DIRECTIONS
Show each line in the entries below that contains the word "Then", with uppercase and lowercase treated as different.
──────────────────────────────
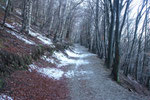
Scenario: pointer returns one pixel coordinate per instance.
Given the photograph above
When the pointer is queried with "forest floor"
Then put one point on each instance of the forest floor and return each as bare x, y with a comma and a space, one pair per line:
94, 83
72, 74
──────────────────────────────
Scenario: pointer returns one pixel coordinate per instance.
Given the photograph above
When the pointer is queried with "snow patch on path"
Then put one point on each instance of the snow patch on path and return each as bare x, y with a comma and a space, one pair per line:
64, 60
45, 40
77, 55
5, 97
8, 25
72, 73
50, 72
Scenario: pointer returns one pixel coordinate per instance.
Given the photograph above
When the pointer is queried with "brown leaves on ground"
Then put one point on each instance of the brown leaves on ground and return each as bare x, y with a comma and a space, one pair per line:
──────────────────────────────
CORRECT RESULT
Then put one point on each instance of the forest floor and return each as bare x, y with a comma and a space, one pair per line:
Then put one point on each instance of the snow patch on path and return each as bare x, y with a comma and a space, one pair per line:
Then put one point on each instance of the brown leaves on ground and return each as bare x, y with a comma and a space, one pair per line:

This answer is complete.